▶ [Exercise] Using the text on dung fungi, explain how Schizothecium conicum shows that a common species can still have a definite preference for certain kinds of dung.

---------- Document excerpt ----------

Lundquist (1972), however, analysed host preferences for Nordic Sordariaceae and showed that, whilst some common species may occur on dung of a wide range of animals, all species show definite preferences for one or two kinds of dung. For example, Schizothecium conicum, one of the commonest and most ubiquitous of the dung fungi, strongly favours that of cows and horses but occasionally occurs on dung of 14 other animal species. He recognised three ecological groups: species with a broad ecological tolerance and low preference for a particular substratum, those with a broad tolerance and high preference for a particular substratum, and specialised species restricted to one or a few kinds of substrata. He also found several surprising and unexpected relationships. The dung of deer, for example, has more species in common with that of rabbits than that of sheep and goats. Quite why is unclear.

Carnivore dung is obviously not part of the eating-dunging cycle, but can harbour a range of opportunistic fungi. Dog dung, for example, offers the enquiring mycologist a number of interesting species of which the cup-fungi Ascobolus and Thelebolus are particularly frequent. This area of research is surprisingly understudied, although Dennis (1960) noted encouragingly that ‘a rich harvest may well await the man who cares to devote his leisure hours or his declining years to the study of stale dog dung.’

Even human faeces are known to yield various fungi, though the nonpathogenic species appear to be little studied. Fairman (1920) provided a brief synopsis of the fungi colonising this readily available substratum. These include the almost ubiquitous Ascobolus furfuraceus as well as the specifically named Sordaria humana, though the latter is equally common on dog dung.

Dung of small mammals, such as mice, voles, and bats, is not always easy to find, but can also be rewarding mycologically. Some of the zygomycetes, for example, are particularly frequent on these substrata, including species of Coemansia, Kickxella, Mortierella, Mucor, Piptocephalis, and Rhopalomyces. Among the discomycetes, Ascobolus rhytidisporus has been described from mouse dung in Britain, and the ascomycete genus Guanomyces was described from bat dung in Mexico.

---------- Recorded data ----------

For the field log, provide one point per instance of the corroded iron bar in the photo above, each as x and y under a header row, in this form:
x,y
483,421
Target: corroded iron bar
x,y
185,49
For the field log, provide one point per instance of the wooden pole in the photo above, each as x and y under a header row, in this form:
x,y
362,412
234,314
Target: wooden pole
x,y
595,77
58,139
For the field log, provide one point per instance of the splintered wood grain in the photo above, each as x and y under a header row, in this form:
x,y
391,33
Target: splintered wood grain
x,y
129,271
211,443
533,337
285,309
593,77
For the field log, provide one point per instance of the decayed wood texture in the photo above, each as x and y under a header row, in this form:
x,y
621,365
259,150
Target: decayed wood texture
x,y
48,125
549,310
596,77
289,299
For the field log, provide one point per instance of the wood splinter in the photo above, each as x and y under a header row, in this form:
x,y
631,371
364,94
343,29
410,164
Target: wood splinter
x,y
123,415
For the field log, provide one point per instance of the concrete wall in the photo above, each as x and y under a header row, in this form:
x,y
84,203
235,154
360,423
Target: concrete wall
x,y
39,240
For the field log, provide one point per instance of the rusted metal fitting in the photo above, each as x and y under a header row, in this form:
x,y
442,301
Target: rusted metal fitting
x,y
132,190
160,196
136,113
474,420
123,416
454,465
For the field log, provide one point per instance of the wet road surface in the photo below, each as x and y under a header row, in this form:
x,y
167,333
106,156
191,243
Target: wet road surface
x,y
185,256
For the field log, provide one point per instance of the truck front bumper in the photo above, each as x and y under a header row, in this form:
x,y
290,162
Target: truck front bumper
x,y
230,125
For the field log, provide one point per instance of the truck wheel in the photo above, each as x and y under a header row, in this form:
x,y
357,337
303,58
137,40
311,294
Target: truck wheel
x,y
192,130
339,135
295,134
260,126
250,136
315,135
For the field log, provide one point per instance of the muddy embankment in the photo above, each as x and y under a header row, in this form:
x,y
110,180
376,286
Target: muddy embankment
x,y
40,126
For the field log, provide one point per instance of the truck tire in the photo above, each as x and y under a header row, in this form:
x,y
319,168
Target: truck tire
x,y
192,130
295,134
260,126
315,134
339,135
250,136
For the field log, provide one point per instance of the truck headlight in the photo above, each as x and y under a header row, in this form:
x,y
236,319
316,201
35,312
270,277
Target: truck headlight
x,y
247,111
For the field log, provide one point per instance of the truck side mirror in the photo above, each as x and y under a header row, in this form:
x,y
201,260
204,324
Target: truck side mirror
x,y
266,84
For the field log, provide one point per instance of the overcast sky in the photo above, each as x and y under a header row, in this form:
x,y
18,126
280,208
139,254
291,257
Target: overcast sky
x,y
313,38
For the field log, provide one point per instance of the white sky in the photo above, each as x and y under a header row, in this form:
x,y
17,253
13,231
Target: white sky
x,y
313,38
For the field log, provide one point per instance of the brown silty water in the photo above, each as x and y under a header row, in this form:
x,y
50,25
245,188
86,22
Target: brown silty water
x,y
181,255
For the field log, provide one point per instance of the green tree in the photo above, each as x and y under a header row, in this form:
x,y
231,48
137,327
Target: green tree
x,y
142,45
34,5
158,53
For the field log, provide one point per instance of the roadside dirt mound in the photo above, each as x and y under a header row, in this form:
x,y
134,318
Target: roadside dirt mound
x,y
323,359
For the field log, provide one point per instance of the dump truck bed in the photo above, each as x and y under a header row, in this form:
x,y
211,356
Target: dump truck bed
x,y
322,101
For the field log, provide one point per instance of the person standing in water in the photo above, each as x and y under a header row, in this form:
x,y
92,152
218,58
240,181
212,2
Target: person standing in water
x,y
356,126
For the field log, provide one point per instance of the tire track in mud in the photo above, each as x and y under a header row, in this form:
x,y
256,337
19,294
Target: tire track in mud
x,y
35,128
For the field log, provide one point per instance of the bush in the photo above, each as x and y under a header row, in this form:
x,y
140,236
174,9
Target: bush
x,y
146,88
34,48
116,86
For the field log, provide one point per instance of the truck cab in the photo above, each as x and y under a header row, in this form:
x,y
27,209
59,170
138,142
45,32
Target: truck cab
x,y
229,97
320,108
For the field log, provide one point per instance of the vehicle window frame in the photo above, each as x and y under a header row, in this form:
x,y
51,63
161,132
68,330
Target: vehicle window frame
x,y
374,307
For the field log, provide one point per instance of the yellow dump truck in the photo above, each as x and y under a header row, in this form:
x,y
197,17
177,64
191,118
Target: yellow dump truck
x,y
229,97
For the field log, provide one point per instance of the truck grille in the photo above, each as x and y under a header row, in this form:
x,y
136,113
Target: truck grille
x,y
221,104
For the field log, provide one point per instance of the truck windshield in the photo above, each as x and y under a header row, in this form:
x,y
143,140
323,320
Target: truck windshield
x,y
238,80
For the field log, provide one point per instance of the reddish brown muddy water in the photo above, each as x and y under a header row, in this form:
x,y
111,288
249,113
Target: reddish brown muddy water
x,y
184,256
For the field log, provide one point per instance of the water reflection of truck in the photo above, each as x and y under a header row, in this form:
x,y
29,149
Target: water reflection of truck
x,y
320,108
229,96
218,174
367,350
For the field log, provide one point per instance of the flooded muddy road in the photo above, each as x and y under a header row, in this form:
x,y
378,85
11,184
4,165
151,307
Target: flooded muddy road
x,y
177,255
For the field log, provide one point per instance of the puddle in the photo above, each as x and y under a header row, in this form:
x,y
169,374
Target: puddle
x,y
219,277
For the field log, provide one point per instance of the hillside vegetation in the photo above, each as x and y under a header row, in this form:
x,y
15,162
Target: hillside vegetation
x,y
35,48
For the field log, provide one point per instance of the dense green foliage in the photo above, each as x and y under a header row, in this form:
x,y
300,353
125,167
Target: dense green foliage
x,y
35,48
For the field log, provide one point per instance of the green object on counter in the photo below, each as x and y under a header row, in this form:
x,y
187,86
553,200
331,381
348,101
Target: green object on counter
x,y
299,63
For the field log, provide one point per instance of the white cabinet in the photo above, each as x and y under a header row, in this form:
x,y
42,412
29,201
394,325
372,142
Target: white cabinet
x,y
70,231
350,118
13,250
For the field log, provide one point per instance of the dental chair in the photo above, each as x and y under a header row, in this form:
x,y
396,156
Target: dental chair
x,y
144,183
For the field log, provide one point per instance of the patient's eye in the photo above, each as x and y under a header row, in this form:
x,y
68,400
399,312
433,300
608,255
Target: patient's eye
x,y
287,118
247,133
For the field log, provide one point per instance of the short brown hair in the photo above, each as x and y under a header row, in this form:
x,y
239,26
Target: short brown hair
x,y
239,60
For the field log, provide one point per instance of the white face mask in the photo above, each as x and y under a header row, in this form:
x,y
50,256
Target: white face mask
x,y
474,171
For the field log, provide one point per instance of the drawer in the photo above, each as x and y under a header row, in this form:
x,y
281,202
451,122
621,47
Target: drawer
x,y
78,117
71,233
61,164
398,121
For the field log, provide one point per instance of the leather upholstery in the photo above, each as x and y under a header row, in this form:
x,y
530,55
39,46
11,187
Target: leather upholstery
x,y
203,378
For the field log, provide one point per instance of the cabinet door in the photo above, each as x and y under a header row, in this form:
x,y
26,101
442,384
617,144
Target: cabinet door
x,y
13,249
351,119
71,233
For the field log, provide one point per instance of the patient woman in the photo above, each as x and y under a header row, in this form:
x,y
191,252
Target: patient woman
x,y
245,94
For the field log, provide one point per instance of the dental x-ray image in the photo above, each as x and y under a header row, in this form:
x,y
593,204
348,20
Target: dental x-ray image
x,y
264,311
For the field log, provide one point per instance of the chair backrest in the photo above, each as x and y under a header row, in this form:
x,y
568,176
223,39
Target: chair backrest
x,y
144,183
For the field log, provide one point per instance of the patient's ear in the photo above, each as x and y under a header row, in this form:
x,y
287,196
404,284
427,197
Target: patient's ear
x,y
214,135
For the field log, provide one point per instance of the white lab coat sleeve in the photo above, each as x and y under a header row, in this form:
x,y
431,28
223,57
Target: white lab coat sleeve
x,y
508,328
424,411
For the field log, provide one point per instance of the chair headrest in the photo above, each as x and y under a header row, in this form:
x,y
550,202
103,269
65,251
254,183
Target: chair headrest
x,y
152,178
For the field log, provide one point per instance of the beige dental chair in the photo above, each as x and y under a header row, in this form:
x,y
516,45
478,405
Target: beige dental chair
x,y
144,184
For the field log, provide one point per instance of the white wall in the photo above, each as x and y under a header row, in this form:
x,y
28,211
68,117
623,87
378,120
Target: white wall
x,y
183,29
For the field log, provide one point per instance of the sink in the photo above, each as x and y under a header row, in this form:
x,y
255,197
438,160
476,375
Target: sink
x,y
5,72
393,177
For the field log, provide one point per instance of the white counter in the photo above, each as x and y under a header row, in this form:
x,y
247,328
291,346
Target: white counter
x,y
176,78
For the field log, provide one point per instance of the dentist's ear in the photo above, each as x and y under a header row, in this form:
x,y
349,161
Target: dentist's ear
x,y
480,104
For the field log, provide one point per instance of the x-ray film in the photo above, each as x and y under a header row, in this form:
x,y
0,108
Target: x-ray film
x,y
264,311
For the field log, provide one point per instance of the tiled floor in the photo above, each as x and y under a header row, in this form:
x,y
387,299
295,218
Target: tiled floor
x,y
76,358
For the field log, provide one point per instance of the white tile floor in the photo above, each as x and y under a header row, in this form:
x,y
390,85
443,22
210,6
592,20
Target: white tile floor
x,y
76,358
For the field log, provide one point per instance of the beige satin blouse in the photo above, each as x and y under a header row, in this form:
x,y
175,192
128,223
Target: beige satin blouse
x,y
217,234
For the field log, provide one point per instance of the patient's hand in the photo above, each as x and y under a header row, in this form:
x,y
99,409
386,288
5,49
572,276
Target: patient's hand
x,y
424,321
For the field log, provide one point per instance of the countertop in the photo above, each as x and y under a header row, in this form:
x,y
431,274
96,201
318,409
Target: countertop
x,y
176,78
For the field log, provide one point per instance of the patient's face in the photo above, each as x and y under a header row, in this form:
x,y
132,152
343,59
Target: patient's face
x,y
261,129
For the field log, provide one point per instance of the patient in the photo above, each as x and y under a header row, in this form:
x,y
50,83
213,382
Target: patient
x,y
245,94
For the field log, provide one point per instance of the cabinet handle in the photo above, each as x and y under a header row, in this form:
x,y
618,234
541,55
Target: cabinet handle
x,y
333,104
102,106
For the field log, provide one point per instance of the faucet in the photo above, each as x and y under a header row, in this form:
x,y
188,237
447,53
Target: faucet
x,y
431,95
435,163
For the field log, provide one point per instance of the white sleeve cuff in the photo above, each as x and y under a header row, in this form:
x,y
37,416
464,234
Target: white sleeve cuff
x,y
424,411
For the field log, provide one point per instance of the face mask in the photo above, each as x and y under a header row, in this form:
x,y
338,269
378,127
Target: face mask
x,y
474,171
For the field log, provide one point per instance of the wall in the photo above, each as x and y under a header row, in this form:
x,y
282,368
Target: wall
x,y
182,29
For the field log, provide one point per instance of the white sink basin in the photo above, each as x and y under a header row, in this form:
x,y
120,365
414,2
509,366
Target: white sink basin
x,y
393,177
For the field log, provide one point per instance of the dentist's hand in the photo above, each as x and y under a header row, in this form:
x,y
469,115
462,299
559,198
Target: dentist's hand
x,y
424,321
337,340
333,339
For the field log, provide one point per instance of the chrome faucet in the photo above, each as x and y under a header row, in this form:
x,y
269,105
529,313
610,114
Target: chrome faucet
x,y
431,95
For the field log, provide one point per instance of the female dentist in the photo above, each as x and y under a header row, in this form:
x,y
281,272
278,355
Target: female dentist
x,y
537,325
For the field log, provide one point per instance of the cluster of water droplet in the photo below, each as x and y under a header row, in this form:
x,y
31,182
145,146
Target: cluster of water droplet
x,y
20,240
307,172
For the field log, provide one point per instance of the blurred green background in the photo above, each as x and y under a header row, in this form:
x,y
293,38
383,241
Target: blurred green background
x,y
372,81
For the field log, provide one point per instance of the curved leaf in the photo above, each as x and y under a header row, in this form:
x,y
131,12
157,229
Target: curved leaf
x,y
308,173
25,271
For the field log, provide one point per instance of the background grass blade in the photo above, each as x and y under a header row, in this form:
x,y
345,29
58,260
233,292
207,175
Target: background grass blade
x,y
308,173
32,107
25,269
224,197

----------

▶ [Task response] Schizothecium conicum is one of the commonest and most widespread dung fungi, and it occasionally occurs on the dung of 14 other animal species. Even so, it strongly favors the dung of cows and horses. This fits Lundquist's finding that common species found on many kinds of dung still prefer one or two of them.